#### Task item
For the material below, return exactly the lines starting at the line containing "Return an outline for every instance of the climbing" and ending at the line containing "Return an outline for every instance of the forest", both ends included, and no others.

= Beginning of Section =

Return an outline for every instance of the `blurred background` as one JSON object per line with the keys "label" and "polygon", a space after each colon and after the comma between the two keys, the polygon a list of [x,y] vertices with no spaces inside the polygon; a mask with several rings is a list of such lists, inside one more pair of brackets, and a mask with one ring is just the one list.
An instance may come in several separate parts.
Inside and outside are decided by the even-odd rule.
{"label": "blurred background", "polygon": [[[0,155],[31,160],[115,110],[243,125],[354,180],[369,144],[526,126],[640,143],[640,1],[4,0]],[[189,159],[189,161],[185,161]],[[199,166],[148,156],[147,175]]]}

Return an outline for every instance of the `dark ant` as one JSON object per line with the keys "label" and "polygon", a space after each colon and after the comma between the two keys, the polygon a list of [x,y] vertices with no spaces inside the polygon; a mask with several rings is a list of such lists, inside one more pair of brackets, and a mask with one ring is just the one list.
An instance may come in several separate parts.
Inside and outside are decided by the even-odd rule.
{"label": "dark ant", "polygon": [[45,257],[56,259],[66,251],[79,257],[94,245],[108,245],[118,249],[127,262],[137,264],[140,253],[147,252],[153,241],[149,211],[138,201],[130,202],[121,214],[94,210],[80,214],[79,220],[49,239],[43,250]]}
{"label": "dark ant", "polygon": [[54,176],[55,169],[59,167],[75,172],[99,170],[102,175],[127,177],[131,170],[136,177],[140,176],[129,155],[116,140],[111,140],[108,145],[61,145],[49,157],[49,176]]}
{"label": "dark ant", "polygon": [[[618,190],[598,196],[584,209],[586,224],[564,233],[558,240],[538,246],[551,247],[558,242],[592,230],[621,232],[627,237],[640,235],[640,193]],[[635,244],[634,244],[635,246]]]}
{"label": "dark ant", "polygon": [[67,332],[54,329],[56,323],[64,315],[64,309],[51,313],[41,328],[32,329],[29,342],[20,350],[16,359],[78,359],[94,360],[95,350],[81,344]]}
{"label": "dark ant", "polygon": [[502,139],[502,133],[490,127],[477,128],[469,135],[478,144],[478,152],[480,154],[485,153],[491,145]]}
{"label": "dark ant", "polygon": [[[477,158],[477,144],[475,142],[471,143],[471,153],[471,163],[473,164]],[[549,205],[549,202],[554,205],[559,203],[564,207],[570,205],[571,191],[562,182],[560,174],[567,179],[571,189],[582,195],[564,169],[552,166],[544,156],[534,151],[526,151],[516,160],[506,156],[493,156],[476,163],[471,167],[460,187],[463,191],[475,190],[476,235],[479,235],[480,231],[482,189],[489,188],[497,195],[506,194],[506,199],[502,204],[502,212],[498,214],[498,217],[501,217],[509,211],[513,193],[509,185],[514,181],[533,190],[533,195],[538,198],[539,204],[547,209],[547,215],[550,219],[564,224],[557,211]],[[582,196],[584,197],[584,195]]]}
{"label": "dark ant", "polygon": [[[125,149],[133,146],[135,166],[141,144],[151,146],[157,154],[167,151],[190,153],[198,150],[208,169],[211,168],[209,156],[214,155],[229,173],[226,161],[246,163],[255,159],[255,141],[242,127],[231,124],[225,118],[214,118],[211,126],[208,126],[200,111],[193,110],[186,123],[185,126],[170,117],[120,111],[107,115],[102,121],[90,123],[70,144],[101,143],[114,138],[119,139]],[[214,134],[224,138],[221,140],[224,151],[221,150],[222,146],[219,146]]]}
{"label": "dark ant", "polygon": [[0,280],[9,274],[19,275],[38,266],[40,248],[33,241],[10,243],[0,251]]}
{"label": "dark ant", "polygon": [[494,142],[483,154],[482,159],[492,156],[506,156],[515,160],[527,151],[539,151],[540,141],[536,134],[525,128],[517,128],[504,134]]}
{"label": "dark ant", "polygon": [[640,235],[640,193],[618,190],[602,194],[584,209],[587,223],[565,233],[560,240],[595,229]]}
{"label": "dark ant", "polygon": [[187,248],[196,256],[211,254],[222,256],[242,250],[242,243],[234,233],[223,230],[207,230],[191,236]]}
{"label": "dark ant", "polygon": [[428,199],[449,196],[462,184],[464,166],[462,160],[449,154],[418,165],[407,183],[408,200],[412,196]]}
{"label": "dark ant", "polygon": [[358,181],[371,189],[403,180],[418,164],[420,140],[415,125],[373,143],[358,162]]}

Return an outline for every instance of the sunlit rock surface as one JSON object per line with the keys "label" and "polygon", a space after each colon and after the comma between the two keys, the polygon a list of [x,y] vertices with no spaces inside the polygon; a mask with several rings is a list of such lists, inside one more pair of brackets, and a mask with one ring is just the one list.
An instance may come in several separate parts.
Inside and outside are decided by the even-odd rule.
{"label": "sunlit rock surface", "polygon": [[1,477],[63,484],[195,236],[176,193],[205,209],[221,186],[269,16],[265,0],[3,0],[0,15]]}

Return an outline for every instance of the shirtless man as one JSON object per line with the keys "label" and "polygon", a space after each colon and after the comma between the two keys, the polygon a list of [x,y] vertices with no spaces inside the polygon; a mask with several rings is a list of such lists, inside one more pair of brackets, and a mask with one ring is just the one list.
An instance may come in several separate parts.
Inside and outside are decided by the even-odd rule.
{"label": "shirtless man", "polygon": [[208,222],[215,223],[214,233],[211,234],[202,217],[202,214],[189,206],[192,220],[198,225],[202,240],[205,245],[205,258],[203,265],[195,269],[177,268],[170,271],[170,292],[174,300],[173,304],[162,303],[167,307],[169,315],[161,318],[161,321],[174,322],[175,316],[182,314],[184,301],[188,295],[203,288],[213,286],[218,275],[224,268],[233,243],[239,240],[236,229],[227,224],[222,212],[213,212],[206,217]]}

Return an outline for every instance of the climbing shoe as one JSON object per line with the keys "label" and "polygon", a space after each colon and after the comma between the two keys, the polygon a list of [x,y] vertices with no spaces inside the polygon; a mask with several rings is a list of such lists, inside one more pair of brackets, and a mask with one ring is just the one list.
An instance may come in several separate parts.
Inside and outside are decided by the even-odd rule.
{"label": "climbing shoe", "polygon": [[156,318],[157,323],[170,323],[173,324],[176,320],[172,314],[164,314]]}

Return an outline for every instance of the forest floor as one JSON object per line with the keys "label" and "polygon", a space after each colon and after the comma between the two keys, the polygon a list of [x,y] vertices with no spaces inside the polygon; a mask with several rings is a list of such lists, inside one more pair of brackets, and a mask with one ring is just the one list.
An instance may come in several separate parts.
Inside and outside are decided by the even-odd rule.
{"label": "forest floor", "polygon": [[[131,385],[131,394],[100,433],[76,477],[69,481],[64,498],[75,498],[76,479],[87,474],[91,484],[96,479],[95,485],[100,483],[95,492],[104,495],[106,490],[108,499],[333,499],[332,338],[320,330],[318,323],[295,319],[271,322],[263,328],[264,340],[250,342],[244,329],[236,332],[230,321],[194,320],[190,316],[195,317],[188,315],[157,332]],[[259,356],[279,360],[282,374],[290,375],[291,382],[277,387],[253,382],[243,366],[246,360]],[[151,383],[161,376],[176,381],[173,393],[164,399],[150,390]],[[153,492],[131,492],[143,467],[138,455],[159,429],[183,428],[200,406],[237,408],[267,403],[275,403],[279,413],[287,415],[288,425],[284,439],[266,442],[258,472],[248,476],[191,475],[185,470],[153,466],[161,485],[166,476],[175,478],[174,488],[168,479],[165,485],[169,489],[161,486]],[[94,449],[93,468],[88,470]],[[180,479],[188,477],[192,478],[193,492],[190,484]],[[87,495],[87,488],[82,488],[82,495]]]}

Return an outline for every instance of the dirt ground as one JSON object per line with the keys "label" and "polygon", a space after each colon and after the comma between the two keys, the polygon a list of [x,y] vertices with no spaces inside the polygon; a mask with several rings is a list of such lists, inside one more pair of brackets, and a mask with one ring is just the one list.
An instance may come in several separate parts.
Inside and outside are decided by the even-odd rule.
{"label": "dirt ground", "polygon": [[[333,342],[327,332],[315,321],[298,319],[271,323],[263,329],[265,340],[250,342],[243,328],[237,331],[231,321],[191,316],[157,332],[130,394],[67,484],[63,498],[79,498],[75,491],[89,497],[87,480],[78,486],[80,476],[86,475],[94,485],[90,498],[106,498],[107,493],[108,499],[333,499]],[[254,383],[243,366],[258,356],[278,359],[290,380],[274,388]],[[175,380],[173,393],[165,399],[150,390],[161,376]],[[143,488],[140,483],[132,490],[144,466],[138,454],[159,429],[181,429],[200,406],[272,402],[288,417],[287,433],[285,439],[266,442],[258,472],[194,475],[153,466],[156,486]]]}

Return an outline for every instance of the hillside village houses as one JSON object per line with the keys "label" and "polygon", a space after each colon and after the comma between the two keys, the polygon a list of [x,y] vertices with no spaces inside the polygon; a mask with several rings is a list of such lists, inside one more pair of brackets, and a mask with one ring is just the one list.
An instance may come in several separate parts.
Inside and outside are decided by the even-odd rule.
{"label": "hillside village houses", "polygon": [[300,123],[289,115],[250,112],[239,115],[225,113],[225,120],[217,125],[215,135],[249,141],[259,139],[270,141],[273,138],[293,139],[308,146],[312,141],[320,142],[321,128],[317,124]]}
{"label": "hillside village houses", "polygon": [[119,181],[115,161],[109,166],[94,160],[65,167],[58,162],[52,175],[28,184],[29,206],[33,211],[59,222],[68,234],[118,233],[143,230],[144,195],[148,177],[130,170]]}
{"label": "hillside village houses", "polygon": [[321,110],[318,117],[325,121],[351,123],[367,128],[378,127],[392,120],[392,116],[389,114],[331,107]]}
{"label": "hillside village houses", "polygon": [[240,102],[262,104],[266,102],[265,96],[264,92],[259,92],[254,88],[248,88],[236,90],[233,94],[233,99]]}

= End of Section =

#### Exercise response
Return an outline for every instance of the climbing shoe as one JSON object per line with the keys "label" and "polygon", a space after each colon and after the comma between the two keys, the polygon a list of [x,y] vertices with no spaces inside the polygon; a mask with several rings is a list of such lists, inside one more pair of brackets, and a mask with one ring is just the one list.
An instance may come in several separate parts.
Inside and outside are decided by the even-odd rule.
{"label": "climbing shoe", "polygon": [[156,318],[157,323],[170,323],[173,324],[176,320],[172,314],[164,314]]}

Return an outline for every instance of the forest floor as one JSON object per line with the keys "label" and "polygon", a space after each colon and after the comma between the two keys, the polygon a list of [x,y] vertices with no spaces inside the polygon; a mask with several rings is a list of such lists, inside one more pair of brackets, and a mask with one ring is just the one list.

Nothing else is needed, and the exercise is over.